- [Texto fornecido]
--------

30 de maio de 2018

A USURA E A IGREJA


Embora na origem usura signifique juro, o seu conceito jurídico é mais alargado. Em direito, a usura “é um crime cometido por quem, com intuito de obter um benefício patrimonial, conseguir que outra pessoa se obrigue a conceder-lhe uma vantagem pecuniária desajustada à contraprestação, aproveitando-se da necessidade, inexperiência, incapacidade ou dependência dessa pessoa”.

Para quê estar a falar, mais uma vez, de corrupção, de fraude, de roubo ou de furto? Deixemos estes substantivos descansados, estas quatro palavras, das mais referidas na comunicação social, num fartar desta linguagem, que vai da política ao futebol, do ensino à religião, num etc. alongado. Deixemos esta desgraça! Que tal desgraça não passa de um euromilhões para muitos, como nos temos vindo a aperceber. Até parece já não se poder dar sentido a outras formas honesta de vivermos neste planeta.

São casos e mais casos só no nosso país, que não acontecem somente nas grandes urbes, mas também no nosso meio, no nosso distrito, no nosso concelho, na nossa cidade.

Mas vamos ao assunto que dá força ao título desta crónica.

O combate da usura não foi uma luta exclusiva da Igreja, mas as autoridades católicas foram, sem dúvida, as que mais persistentemente se opuseram à usura, que foi a maior preocupação da Igreja medieval no domínio económico.

A condenação da usura prolongou-se por muitos séculos. Ainda hoje, embora raramente, surgem iniciativas visando limitar juros e lucros.

A preocupação muito antiga de proibir ou limitar a remuneração (juro) do mutuante explica-se pela natureza particular dos empréstimos em tempos mais recuados, geralmente destinados a fazer face aos gastos entre duas colheitas. Se o juro não fosse limitado, os camponeses ficavam à mercê dos usurários que podiam, com as suas exigências, levar os mutuários ao extremo de se venderem como escravos para pagar dívidas.

A legitimidade ou ilegitimidade do juro é, portanto, assunto que vem desde a Antiguidade e que teve, aos longo dos séculos, oscilações e posições muito diferenciadas.

Os filósofos gregos começaram por se manifestar contra o juro. Aristófanes desaprova-o, Platão (428 a 347 a. C.) e Aristóteles (384 a 322 a. C.) consideram o juro contrário à natureza das coisas.

Os Romanos tomaram posições idênticas. Catão (234 a 149 a. C.) equipara o juro ao homicídio, Séneca (3 a. C. a 65) e Plutarco (35 a 120) condenaram igualmente o juro.

--------

- [Material fornecido]
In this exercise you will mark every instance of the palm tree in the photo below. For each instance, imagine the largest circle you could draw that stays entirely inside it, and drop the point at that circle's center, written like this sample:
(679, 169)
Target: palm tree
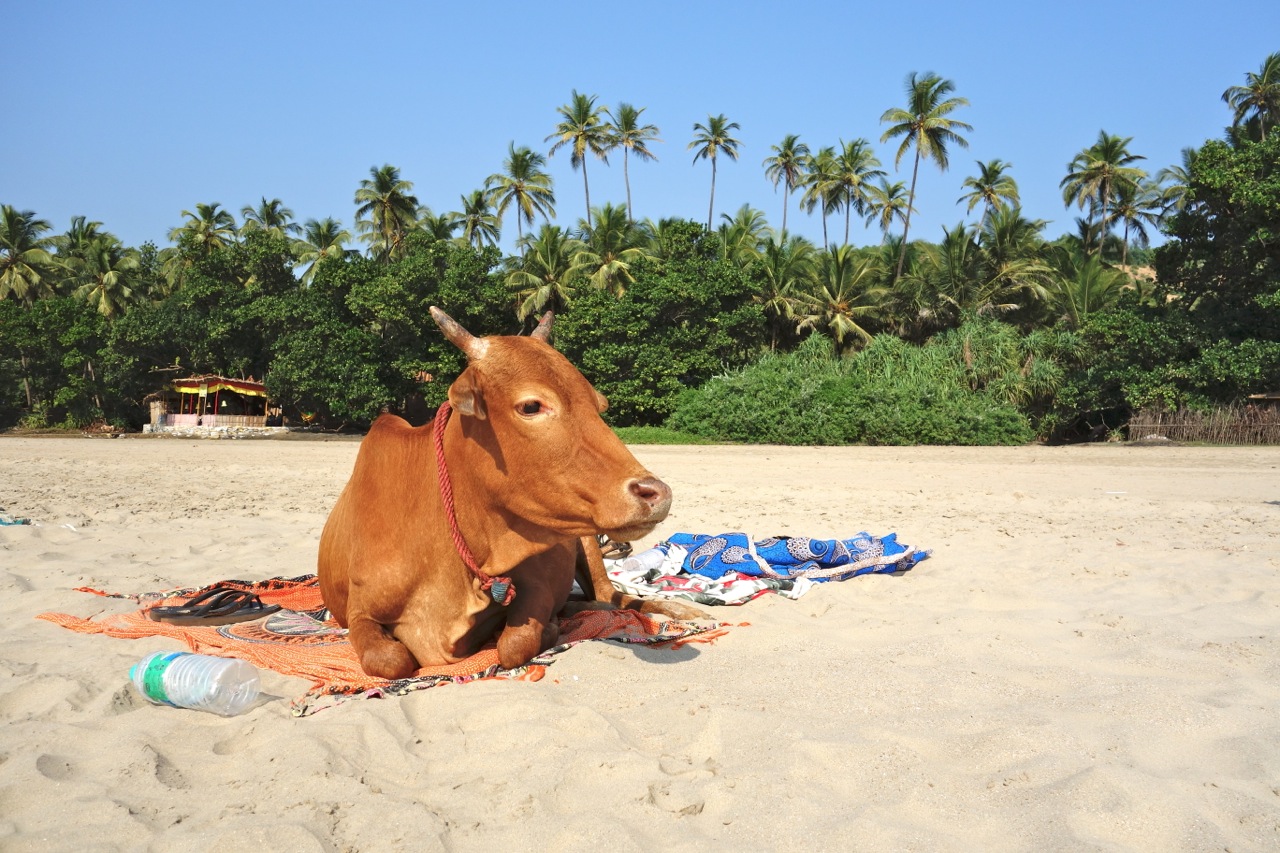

--------

- [Tarefas a realizar]
A: Que figuras da Antiguidade o texto sobre a usura e a Igreja aponta como tendo desaprovado ou condenado o juro?
B: Prossiga o texto sobre a usura e a Igreja a partir do ponto em que termina.

- [Respostas escritas]
A: Aristófanes, Platão, Aristóteles, Catão, Séneca e Plutarco.

B:
Mas as posições dos filósofos nem sempre foram as definidas nas leis ou as seguidas na prática corrente. Mais tarde, a Lei das Doze Tábuas (449 – 479 a. C.) limitou o juro máximo dos empréstimos a 12% ao ano. É que houve mesmo épocas em que os especuladores romanos chegaram a cobrar juros de 48% ao ano. Marcus Julius Brutus (84 a 42 a. C.), líder político militar romano, um dos assassinos de Júlio César, foi um dos prestamistas que emprestava a este juro.

Foi a Igreja que moveu uma luta mais persistente e mais continuada contra a usura. Para a Igreja, usura era toda a operação que implicava o pagamento de um juro. Assim sendo, o comércio e a banca, intimamente relacionados com o juro, eram atividades interditas, ficando os mercadores e os banqueiros sujeitos à excomunhão, o que na Idade Média era uma penalização muito mais temida pelos cristãos do que seria mais tarde.

A Igreja baseava a sua posição nas Escrituras, tando do Antigo como do Novo Testamento. Dos textos do Antigo Testamento: no Êxodo, cap. XXII,25; no Levítico, cap. XXV, 35 a 37; no Deuteronómio, cap. XXIII, 19 e 20. No Novo Testamento: Evangelho de S. Lucas, cap. VI, 34-35. Até ao século IV, os Doutores e Chefes da Igreja mantêm esta posição, considerando o juro contrário à misericórdia e ao humanismo. Daí em diante a situação vai mudar e o que começa a ser condenação nos Concílios de Arles (314), Niceia (325) e Elvira (305 ou 306) é apenas um juro cobrado por clérigos. Só a partir do Terceiro Concílio de Latrão (1170) e de Lyon (1274) é que a repreensão seria também aplicada aos leigos. A Igreja partia de dois pressupostos: um ligado à noção de tempo e outro ligado à profissão de comerciante.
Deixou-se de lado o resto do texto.